▸ **WHAT IS NEEDED**:
Starting at the line with "Target: dry grass patch", retype each line exactly up to and including the final line of the records below.

Natural-language object grounding data
■ ■ ■

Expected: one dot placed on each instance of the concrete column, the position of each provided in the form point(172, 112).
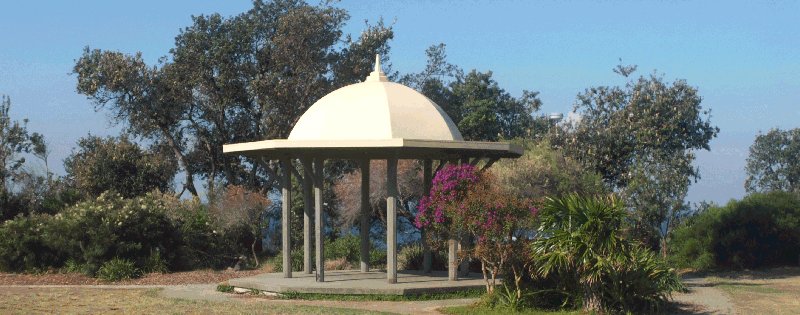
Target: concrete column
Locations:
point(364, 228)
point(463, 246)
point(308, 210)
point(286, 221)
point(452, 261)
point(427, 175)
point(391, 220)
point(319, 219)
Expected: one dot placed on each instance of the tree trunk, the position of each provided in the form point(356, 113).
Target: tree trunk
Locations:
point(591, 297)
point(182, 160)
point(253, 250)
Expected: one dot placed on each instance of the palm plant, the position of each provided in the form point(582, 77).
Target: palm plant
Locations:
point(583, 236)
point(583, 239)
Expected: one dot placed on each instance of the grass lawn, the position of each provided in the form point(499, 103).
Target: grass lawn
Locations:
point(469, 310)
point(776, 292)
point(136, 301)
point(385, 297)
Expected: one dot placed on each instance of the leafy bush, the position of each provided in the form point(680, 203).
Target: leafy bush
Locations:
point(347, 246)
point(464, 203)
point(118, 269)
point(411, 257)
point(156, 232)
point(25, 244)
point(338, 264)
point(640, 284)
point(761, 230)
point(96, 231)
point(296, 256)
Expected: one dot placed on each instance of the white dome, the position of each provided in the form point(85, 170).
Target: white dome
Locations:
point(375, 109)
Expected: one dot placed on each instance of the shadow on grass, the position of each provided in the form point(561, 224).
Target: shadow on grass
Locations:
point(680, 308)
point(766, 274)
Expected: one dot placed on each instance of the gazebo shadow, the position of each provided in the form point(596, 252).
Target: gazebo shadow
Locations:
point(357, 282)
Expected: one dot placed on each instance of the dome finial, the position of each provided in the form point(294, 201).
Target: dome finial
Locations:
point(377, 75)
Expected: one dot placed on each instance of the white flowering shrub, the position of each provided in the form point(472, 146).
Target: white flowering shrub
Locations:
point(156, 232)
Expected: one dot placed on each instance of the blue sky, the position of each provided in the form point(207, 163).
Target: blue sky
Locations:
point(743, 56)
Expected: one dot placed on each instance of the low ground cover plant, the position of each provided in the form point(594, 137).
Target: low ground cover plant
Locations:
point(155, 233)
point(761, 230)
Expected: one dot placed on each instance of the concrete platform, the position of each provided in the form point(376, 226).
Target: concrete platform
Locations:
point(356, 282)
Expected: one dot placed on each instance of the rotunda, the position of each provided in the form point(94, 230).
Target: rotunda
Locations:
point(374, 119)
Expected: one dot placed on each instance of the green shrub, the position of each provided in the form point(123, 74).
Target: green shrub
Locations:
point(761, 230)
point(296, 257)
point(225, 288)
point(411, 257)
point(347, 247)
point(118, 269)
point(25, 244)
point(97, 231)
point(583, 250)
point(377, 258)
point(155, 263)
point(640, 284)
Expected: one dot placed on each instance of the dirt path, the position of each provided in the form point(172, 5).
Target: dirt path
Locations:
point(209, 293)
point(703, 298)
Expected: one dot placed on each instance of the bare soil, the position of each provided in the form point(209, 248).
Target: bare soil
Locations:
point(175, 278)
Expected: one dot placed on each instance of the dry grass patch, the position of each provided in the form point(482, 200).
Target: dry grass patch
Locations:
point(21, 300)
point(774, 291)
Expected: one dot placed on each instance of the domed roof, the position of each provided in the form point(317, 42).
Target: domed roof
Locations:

■ ■ ■

▸ **PROBLEM SOLUTION**:
Target: dry grass patch
Locations:
point(21, 300)
point(774, 291)
Expected: one dot placed on each instance of the domed roof, the position of each provided in the form point(317, 42).
Target: domed roof
Locations:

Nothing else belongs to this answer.